## Work required
Write out again, word for word, the lines below starting with the one that contains "Field-scouting request: tag every instance of the crowd" and running through the very last line, both included.

## Data records
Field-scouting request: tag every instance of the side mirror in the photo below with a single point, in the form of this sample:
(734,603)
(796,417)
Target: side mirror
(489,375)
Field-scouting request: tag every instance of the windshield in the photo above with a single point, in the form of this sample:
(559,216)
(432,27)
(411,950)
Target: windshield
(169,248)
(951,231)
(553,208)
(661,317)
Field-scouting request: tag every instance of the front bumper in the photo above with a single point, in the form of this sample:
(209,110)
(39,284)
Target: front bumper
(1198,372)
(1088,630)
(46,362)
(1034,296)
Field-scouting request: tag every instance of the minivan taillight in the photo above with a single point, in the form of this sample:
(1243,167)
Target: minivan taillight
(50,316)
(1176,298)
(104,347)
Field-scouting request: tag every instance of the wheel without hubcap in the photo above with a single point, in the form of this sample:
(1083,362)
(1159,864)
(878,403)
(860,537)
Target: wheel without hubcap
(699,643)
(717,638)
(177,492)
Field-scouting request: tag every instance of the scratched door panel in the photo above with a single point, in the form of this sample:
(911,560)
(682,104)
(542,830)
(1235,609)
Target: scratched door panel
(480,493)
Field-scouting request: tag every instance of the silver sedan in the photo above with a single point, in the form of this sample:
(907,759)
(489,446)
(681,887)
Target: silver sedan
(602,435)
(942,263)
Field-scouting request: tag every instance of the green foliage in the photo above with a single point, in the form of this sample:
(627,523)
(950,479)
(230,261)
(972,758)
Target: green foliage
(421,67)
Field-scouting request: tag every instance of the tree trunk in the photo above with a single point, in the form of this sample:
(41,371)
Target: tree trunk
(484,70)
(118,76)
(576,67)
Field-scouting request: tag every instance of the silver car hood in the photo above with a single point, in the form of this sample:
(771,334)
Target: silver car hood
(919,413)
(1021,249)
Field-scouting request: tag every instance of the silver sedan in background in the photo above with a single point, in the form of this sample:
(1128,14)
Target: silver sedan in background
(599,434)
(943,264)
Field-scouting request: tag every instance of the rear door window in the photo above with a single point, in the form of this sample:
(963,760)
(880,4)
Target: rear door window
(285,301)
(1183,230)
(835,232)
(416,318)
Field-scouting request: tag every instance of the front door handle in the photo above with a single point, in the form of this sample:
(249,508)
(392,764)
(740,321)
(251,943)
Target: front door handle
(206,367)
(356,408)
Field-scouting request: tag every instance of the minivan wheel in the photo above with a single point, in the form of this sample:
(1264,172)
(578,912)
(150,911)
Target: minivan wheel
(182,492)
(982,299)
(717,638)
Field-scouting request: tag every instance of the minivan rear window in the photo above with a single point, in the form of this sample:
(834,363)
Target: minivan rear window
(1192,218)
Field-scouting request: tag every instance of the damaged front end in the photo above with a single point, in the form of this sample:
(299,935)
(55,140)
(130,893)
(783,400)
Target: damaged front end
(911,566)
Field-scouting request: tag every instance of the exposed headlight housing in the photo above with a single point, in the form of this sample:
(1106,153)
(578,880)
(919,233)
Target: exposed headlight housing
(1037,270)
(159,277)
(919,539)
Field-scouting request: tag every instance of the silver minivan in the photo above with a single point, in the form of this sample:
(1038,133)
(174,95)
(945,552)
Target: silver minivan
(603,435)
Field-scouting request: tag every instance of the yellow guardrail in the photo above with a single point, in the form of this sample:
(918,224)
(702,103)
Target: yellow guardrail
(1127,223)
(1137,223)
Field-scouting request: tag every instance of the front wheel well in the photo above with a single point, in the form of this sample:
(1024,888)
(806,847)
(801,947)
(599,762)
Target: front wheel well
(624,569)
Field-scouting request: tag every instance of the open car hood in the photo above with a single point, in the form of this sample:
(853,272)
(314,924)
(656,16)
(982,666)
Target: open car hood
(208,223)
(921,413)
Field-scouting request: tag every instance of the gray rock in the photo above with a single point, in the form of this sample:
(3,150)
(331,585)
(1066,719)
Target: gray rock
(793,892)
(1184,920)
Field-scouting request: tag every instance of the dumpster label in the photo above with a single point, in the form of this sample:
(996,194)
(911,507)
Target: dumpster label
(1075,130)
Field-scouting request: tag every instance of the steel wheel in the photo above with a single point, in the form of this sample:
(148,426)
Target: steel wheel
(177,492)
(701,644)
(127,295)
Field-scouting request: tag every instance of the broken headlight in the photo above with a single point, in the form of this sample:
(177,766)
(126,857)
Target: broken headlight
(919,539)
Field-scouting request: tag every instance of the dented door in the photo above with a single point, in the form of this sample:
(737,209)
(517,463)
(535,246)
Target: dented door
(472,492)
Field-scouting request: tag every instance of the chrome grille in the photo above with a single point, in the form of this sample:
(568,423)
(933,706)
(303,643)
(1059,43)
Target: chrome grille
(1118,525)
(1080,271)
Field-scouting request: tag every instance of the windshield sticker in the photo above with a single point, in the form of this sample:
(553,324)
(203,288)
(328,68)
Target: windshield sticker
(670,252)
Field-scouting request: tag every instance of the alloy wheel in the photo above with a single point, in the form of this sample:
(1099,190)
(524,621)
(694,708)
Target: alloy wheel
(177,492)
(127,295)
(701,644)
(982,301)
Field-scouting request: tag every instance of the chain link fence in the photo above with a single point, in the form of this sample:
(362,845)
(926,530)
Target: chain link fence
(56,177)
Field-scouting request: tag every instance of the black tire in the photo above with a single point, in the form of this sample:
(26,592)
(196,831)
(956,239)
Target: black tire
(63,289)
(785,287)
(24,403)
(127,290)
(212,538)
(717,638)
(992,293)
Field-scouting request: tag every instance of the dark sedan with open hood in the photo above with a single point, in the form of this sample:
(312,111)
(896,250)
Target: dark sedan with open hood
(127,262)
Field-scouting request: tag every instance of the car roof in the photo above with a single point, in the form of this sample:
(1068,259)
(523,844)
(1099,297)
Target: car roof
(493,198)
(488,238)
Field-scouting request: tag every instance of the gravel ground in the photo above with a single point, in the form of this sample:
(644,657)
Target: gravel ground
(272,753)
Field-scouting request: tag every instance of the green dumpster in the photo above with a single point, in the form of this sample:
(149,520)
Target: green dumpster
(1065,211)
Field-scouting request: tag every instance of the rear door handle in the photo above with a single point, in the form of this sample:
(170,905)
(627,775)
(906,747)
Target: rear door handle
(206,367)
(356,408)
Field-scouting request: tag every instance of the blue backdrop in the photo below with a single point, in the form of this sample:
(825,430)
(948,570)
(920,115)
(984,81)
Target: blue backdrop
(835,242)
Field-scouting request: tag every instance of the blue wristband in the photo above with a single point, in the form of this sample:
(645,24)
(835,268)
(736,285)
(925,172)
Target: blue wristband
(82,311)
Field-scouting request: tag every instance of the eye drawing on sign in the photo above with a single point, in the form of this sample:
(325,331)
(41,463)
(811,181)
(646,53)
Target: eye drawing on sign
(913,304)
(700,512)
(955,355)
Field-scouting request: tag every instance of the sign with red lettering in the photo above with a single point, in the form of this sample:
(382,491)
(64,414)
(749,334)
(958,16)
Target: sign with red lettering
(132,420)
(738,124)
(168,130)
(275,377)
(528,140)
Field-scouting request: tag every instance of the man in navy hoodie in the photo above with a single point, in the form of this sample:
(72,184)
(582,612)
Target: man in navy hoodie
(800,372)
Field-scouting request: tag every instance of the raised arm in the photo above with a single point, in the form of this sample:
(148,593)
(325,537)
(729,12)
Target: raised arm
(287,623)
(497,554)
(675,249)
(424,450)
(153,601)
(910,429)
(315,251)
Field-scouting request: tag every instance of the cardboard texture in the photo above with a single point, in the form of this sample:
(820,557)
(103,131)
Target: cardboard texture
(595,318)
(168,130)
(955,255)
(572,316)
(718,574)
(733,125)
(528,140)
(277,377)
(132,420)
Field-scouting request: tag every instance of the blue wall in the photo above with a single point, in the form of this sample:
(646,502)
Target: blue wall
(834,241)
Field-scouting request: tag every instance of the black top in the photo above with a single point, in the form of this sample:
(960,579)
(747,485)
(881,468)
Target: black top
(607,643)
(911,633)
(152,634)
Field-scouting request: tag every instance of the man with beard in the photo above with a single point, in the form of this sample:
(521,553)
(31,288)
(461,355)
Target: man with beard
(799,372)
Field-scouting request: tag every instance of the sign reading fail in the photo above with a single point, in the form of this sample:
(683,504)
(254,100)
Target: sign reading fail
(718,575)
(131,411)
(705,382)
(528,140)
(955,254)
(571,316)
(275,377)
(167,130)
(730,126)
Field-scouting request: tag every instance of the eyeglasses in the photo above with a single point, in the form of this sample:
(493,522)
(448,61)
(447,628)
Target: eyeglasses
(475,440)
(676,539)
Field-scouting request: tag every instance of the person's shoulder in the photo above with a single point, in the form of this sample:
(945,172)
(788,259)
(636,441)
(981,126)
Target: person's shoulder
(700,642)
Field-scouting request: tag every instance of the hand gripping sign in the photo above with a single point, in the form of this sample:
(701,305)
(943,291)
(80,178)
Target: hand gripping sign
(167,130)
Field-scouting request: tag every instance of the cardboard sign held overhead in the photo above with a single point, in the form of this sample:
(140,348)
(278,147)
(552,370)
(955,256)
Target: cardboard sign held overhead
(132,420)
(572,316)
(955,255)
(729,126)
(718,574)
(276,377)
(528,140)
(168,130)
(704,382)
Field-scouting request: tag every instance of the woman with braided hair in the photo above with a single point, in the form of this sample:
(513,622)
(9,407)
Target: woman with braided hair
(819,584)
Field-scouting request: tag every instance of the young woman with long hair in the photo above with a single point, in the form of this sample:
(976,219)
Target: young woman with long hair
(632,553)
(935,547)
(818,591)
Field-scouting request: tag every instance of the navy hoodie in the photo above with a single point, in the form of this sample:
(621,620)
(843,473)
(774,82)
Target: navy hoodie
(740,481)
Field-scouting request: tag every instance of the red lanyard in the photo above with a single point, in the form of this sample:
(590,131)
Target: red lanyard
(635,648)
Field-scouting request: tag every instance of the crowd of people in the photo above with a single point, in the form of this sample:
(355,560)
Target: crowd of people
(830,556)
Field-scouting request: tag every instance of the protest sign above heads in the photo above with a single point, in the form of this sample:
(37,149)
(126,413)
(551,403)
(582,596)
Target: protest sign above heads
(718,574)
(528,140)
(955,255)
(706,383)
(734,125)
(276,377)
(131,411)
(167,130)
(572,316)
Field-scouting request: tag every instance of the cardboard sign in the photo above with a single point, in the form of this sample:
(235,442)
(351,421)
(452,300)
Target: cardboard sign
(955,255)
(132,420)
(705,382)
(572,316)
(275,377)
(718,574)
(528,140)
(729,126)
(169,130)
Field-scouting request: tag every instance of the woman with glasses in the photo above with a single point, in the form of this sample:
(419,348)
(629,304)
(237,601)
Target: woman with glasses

## Finished answer
Field-scouting request: tag every instance of the crowd of people in the photo above with a single point, in the form of this sample:
(355,560)
Target: crowd of people
(830,556)
Field-scouting request: tag every instance of the protest sign above heads in the photo above with a single point, in the form of this sample:
(37,149)
(126,413)
(551,403)
(582,596)
Target: protest sign above heads
(718,574)
(528,140)
(955,255)
(706,383)
(734,125)
(276,377)
(131,411)
(167,130)
(572,316)
Field-scouting request: tag every instance of the cardboard sign in the photo above with a single point, in the form of this sample:
(235,442)
(351,421)
(452,300)
Target: cardboard sign
(955,255)
(132,420)
(705,382)
(572,316)
(275,377)
(718,574)
(528,140)
(729,126)
(169,130)
Field-scouting request: tag every instance of the woman with glasses in the photo above with a single point, in the form of this sample:
(419,348)
(629,304)
(237,601)
Target: woman with glasses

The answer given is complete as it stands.